▸ **Task to complete**
Could you return all of the data exactly as given?

┌──

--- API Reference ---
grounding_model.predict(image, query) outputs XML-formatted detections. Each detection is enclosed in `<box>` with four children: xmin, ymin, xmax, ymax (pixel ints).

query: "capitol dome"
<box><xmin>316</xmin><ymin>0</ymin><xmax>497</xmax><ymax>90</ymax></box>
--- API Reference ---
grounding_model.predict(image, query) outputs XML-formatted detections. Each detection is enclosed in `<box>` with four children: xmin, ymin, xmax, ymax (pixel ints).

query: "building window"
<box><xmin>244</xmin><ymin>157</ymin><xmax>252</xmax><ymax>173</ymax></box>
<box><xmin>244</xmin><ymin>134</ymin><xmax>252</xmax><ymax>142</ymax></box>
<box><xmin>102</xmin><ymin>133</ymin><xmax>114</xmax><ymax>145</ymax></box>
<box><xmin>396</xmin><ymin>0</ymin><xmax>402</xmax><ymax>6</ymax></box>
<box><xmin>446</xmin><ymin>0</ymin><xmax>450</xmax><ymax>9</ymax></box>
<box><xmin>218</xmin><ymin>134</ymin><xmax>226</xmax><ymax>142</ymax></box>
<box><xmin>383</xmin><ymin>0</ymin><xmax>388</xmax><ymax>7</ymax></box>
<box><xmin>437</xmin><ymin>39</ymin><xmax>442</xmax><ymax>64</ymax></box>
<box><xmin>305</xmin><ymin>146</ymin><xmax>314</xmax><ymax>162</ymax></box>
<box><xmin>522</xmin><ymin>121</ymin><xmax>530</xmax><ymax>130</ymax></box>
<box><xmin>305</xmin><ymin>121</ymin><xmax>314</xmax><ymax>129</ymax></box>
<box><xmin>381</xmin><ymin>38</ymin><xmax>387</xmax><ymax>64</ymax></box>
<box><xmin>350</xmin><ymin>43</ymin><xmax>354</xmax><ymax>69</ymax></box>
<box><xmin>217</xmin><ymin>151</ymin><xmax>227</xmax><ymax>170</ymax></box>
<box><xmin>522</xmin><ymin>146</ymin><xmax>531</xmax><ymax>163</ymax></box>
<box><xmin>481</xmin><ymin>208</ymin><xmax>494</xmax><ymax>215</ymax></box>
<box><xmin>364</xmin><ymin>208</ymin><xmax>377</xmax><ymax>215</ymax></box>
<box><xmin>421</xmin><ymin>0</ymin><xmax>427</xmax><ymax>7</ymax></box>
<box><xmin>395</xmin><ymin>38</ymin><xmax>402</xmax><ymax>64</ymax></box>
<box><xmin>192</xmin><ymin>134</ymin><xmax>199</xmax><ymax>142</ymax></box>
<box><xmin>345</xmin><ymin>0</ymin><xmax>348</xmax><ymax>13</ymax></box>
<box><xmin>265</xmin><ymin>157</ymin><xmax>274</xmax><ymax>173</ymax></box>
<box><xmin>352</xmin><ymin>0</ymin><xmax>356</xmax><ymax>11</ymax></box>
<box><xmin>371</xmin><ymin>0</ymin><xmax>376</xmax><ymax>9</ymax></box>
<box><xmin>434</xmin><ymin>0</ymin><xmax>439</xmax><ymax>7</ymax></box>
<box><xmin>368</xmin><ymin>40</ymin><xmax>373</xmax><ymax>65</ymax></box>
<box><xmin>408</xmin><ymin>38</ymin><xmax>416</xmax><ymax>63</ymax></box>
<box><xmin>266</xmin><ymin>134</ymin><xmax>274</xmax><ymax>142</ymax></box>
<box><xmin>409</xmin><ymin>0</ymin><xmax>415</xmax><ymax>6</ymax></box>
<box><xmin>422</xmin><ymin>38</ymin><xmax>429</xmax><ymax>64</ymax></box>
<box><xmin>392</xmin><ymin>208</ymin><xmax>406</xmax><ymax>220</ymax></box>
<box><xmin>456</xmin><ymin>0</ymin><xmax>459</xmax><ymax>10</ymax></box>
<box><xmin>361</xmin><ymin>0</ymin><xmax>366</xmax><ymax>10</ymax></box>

└──

▸ **Response area**
--- API Reference ---
grounding_model.predict(image, query) outputs XML-formatted detections. Each detection is enclosed in `<box>` with four children: xmin, ymin, xmax, ymax (pixel ints).

query: "capitol dome"
<box><xmin>316</xmin><ymin>0</ymin><xmax>497</xmax><ymax>90</ymax></box>
--- API Reference ---
grounding_model.predict(image, query) outputs XML-formatted detections. Each detection is enclosed in `<box>` with four children: xmin, ymin, xmax, ymax (pixel ints).

query: "building window"
<box><xmin>244</xmin><ymin>157</ymin><xmax>252</xmax><ymax>173</ymax></box>
<box><xmin>244</xmin><ymin>134</ymin><xmax>252</xmax><ymax>142</ymax></box>
<box><xmin>102</xmin><ymin>133</ymin><xmax>114</xmax><ymax>145</ymax></box>
<box><xmin>396</xmin><ymin>0</ymin><xmax>402</xmax><ymax>6</ymax></box>
<box><xmin>446</xmin><ymin>0</ymin><xmax>450</xmax><ymax>9</ymax></box>
<box><xmin>218</xmin><ymin>134</ymin><xmax>226</xmax><ymax>142</ymax></box>
<box><xmin>383</xmin><ymin>0</ymin><xmax>388</xmax><ymax>7</ymax></box>
<box><xmin>437</xmin><ymin>39</ymin><xmax>442</xmax><ymax>64</ymax></box>
<box><xmin>305</xmin><ymin>146</ymin><xmax>314</xmax><ymax>162</ymax></box>
<box><xmin>522</xmin><ymin>121</ymin><xmax>530</xmax><ymax>130</ymax></box>
<box><xmin>305</xmin><ymin>121</ymin><xmax>314</xmax><ymax>129</ymax></box>
<box><xmin>381</xmin><ymin>38</ymin><xmax>387</xmax><ymax>64</ymax></box>
<box><xmin>350</xmin><ymin>43</ymin><xmax>354</xmax><ymax>69</ymax></box>
<box><xmin>217</xmin><ymin>151</ymin><xmax>227</xmax><ymax>170</ymax></box>
<box><xmin>522</xmin><ymin>146</ymin><xmax>531</xmax><ymax>163</ymax></box>
<box><xmin>481</xmin><ymin>208</ymin><xmax>494</xmax><ymax>215</ymax></box>
<box><xmin>364</xmin><ymin>208</ymin><xmax>377</xmax><ymax>215</ymax></box>
<box><xmin>421</xmin><ymin>0</ymin><xmax>427</xmax><ymax>7</ymax></box>
<box><xmin>395</xmin><ymin>38</ymin><xmax>402</xmax><ymax>64</ymax></box>
<box><xmin>192</xmin><ymin>134</ymin><xmax>199</xmax><ymax>142</ymax></box>
<box><xmin>345</xmin><ymin>0</ymin><xmax>348</xmax><ymax>13</ymax></box>
<box><xmin>265</xmin><ymin>157</ymin><xmax>274</xmax><ymax>173</ymax></box>
<box><xmin>352</xmin><ymin>0</ymin><xmax>356</xmax><ymax>11</ymax></box>
<box><xmin>371</xmin><ymin>0</ymin><xmax>376</xmax><ymax>9</ymax></box>
<box><xmin>434</xmin><ymin>0</ymin><xmax>439</xmax><ymax>7</ymax></box>
<box><xmin>368</xmin><ymin>40</ymin><xmax>373</xmax><ymax>65</ymax></box>
<box><xmin>408</xmin><ymin>38</ymin><xmax>416</xmax><ymax>63</ymax></box>
<box><xmin>266</xmin><ymin>134</ymin><xmax>274</xmax><ymax>142</ymax></box>
<box><xmin>409</xmin><ymin>0</ymin><xmax>415</xmax><ymax>6</ymax></box>
<box><xmin>422</xmin><ymin>38</ymin><xmax>429</xmax><ymax>64</ymax></box>
<box><xmin>392</xmin><ymin>208</ymin><xmax>406</xmax><ymax>220</ymax></box>
<box><xmin>456</xmin><ymin>0</ymin><xmax>459</xmax><ymax>10</ymax></box>
<box><xmin>361</xmin><ymin>0</ymin><xmax>366</xmax><ymax>10</ymax></box>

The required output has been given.